[MATERIAL SHOWN — start]
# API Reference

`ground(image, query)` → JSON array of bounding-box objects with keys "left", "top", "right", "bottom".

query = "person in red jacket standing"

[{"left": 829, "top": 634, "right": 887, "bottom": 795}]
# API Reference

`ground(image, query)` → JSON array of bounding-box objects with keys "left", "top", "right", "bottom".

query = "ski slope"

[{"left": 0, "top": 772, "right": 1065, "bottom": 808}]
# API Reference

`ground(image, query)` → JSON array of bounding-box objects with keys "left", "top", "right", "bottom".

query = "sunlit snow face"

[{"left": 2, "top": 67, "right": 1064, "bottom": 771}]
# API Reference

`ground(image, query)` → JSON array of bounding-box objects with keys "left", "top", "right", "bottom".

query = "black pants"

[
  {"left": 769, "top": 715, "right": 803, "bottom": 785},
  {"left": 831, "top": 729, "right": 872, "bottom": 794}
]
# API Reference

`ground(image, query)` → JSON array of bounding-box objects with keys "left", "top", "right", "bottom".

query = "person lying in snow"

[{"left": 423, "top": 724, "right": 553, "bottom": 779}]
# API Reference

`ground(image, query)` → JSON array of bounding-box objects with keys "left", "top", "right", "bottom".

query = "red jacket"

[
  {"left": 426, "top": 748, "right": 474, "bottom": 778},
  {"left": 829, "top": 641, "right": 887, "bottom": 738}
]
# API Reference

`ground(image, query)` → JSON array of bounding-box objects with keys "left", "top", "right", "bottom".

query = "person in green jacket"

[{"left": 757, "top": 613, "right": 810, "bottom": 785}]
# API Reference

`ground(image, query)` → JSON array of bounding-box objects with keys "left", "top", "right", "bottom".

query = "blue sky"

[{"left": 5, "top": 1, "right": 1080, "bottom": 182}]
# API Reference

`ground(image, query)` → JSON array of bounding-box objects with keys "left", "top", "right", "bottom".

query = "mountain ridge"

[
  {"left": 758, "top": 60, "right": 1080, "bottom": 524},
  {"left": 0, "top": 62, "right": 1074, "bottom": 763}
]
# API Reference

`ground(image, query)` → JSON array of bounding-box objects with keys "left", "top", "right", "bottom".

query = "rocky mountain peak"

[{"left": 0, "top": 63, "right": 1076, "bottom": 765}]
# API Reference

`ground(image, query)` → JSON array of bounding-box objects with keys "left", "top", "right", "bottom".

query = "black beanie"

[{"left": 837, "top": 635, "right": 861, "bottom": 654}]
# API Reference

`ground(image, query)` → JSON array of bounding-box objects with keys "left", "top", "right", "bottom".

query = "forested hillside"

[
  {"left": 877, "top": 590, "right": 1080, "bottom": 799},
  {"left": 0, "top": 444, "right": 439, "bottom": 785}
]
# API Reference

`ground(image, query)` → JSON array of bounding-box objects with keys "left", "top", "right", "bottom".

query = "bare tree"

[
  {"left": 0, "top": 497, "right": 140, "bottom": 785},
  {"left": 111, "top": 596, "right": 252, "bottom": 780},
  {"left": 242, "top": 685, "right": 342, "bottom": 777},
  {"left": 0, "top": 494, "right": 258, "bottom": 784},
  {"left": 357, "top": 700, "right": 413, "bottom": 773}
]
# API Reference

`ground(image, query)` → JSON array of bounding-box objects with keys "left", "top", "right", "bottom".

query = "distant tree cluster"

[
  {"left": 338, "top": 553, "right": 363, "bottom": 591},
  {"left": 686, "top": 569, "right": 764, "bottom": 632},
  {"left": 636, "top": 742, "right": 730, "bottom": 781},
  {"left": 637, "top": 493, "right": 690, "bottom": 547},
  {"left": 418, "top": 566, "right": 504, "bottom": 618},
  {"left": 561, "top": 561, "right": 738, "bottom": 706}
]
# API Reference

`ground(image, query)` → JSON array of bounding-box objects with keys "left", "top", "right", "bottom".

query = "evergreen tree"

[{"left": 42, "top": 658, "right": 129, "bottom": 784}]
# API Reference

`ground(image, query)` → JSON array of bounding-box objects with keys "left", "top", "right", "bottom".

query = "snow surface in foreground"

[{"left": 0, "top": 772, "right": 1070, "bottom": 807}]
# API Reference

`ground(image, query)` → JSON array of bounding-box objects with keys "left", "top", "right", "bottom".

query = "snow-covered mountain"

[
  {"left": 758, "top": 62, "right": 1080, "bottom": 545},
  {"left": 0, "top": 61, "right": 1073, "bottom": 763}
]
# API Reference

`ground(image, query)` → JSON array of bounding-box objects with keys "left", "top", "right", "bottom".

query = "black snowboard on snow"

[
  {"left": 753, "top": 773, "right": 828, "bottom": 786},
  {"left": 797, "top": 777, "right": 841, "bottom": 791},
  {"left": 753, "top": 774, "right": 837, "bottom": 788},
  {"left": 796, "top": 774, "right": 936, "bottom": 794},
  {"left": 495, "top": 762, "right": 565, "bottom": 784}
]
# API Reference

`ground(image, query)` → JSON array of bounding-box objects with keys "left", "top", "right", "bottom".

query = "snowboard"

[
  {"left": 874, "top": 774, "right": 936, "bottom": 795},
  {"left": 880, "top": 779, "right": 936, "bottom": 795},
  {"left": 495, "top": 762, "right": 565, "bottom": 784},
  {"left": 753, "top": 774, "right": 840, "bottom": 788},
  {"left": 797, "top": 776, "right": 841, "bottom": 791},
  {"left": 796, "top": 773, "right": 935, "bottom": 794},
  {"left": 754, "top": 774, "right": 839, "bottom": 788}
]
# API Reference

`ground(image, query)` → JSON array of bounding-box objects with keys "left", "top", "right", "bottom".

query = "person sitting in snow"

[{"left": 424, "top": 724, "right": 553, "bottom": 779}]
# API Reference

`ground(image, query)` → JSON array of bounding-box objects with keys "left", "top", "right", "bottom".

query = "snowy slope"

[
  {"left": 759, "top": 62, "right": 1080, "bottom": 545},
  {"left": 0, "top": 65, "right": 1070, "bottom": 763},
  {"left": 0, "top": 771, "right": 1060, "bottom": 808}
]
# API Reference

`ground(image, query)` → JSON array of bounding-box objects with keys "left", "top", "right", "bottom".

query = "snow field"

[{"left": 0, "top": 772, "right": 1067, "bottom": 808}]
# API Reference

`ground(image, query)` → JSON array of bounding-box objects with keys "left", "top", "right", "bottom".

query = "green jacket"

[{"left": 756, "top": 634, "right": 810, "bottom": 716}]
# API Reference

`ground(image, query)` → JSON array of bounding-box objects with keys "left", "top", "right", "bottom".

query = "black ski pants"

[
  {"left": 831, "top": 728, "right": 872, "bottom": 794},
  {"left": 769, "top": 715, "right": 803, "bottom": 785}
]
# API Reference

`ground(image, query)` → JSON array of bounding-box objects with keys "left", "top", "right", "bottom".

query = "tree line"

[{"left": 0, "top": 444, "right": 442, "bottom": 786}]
[MATERIAL SHOWN — finish]
■ TO DO
Exactness is what counts here: write out every record again.

■ RESULT FOR THIS TASK
# API Reference

`ground(image, query)` → JSON array of bounding-box objects with keys "left", "top", "right", "bottom".

query = "person in red jacket standing"

[{"left": 829, "top": 634, "right": 887, "bottom": 795}]
# API Reference

`ground(image, query)` → JSON array of bounding-box objects with keys "left", "top", "right", "bottom".

query = "ski slope"

[{"left": 0, "top": 772, "right": 1065, "bottom": 808}]
# API Reference

`ground(image, query)` → JSON array of bounding-box objects with keys "left", "top", "right", "bottom".

query = "sunlit snow face"

[{"left": 2, "top": 67, "right": 1064, "bottom": 771}]
# API Reference

`ground(image, query)` → JSON array of bounding-box objects with keys "left", "top", "right", "bottom".

query = "black pants"

[
  {"left": 769, "top": 715, "right": 803, "bottom": 785},
  {"left": 831, "top": 729, "right": 872, "bottom": 794}
]
# API Reference

`ground(image, query)` → JSON array of bounding-box objects with keys "left", "top", "right", "bottom".

query = "person lying in snow"

[{"left": 423, "top": 724, "right": 553, "bottom": 779}]
# API Reference

`ground(image, query)` → JSON array of bounding-box objects with keys "left", "top", "right", "bottom".

query = "red jacket"

[
  {"left": 426, "top": 748, "right": 474, "bottom": 778},
  {"left": 829, "top": 641, "right": 887, "bottom": 738}
]
# API Reference

`ground(image, query)` → JSON array of bounding-box objects with keys "left", "top", "right", "bottom".

query = "person in green jacket"

[{"left": 757, "top": 613, "right": 810, "bottom": 785}]
# API Reference

`ground(image, query)` → JSON array of bounding-box objects with keys "left", "top", "right", "bottom".

query = "blue sky"

[{"left": 5, "top": 1, "right": 1080, "bottom": 182}]
# API Reference

`ground(image, query)` → JSON array of bounding-box objects with keys "left", "top", "right", "bottom".

query = "mountain ridge"

[
  {"left": 758, "top": 60, "right": 1080, "bottom": 524},
  {"left": 0, "top": 62, "right": 1074, "bottom": 763}
]
# API Reference

`ground(image, query)` → JSON array of bounding-box objects with keys "left", "top", "right", "bottom".

query = "rocky mountain peak"

[{"left": 0, "top": 63, "right": 1076, "bottom": 765}]
# API Reference

`ground(image, query)` → JSON array of bounding-box objects with keys "left", "top", "right", "bottom".

query = "black beanie"

[{"left": 837, "top": 635, "right": 861, "bottom": 654}]
# API Reference

`ground(image, query)` → JSON array of bounding-box objects with keys "left", "top", "right", "bottom".

query = "forested hillside"

[
  {"left": 877, "top": 590, "right": 1080, "bottom": 799},
  {"left": 0, "top": 444, "right": 439, "bottom": 785}
]
# API Reference

`ground(image, query)` → JSON array of bounding-box objects with keys "left", "top", "right", "bottom".

query = "bare tree"

[
  {"left": 0, "top": 497, "right": 140, "bottom": 785},
  {"left": 111, "top": 596, "right": 252, "bottom": 780},
  {"left": 242, "top": 685, "right": 342, "bottom": 777},
  {"left": 0, "top": 494, "right": 258, "bottom": 784},
  {"left": 357, "top": 700, "right": 413, "bottom": 773}
]
# API Reference

`ground(image, query)` → JSON array of bounding-box objects with keys "left", "top", "right", "bottom".

query = "distant tree cluster"

[
  {"left": 338, "top": 553, "right": 363, "bottom": 591},
  {"left": 686, "top": 569, "right": 764, "bottom": 632},
  {"left": 636, "top": 742, "right": 730, "bottom": 781},
  {"left": 637, "top": 493, "right": 690, "bottom": 547},
  {"left": 418, "top": 566, "right": 504, "bottom": 618},
  {"left": 561, "top": 561, "right": 738, "bottom": 706}
]
# API Reference

`ground(image, query)` → JSON array of bounding-box objects with keys "left", "top", "right", "bottom".

query = "evergreen tree"

[{"left": 42, "top": 658, "right": 129, "bottom": 784}]
# API Reference

`ground(image, query)` → JSON array of bounding-box objects with keys "left", "top", "right", "bottom".

query = "snow surface in foreground"

[{"left": 0, "top": 772, "right": 1070, "bottom": 807}]
# API Reference

`ground(image, query)` → JSON array of bounding-box objects with keys "left", "top", "right", "bottom".

query = "snow-covered mountain"

[
  {"left": 758, "top": 62, "right": 1080, "bottom": 545},
  {"left": 0, "top": 61, "right": 1073, "bottom": 763}
]
# API Reference

`ground(image, query)` → JSON array of bounding-box objects with keys "left", "top", "right", "bottom".

query = "black snowboard on snow"

[
  {"left": 753, "top": 773, "right": 828, "bottom": 786},
  {"left": 797, "top": 777, "right": 841, "bottom": 791},
  {"left": 753, "top": 774, "right": 837, "bottom": 788},
  {"left": 796, "top": 774, "right": 936, "bottom": 794},
  {"left": 495, "top": 762, "right": 565, "bottom": 784}
]
# API Reference

`ground(image, query)` → JSON array of bounding-box objects with keys "left", "top", "right", "bottom".

query = "snowboard"

[
  {"left": 874, "top": 774, "right": 936, "bottom": 795},
  {"left": 880, "top": 779, "right": 936, "bottom": 795},
  {"left": 495, "top": 762, "right": 565, "bottom": 784},
  {"left": 753, "top": 774, "right": 840, "bottom": 788},
  {"left": 797, "top": 776, "right": 841, "bottom": 791},
  {"left": 796, "top": 773, "right": 935, "bottom": 794},
  {"left": 754, "top": 774, "right": 839, "bottom": 788}
]
# API Reference

`ground(image, query)` → JSON array of bounding-box objects with keys "left", "top", "right", "bottom".

query = "person sitting in snow"

[{"left": 424, "top": 724, "right": 553, "bottom": 779}]
# API Reference

`ground(image, query)` → JSON array of bounding-box objects with keys "left", "top", "right", "bottom".

query = "snowy slope"

[
  {"left": 759, "top": 62, "right": 1080, "bottom": 545},
  {"left": 0, "top": 65, "right": 1070, "bottom": 763},
  {"left": 0, "top": 771, "right": 1060, "bottom": 808}
]
# API Reference

`ground(image, query)` → JSON array of bounding-box objects with keys "left", "top", "right", "bottom".

query = "snow field"

[{"left": 0, "top": 772, "right": 1067, "bottom": 808}]
# API Reference

`ground(image, query)` → JSON array of bounding-box objects with keys "left", "top", "right", "bottom".

query = "green jacket"

[{"left": 756, "top": 634, "right": 810, "bottom": 716}]
# API Reference

`ground(image, query)` → JSON array of bounding-box objects with keys "left", "top", "right", "bottom".

query = "black ski pants"

[
  {"left": 831, "top": 728, "right": 872, "bottom": 794},
  {"left": 769, "top": 715, "right": 803, "bottom": 785}
]
# API Reference

`ground(image, query)` → JSON array of bounding-box objects with keys "left", "top", "right", "bottom".

query = "tree line"

[{"left": 0, "top": 444, "right": 442, "bottom": 786}]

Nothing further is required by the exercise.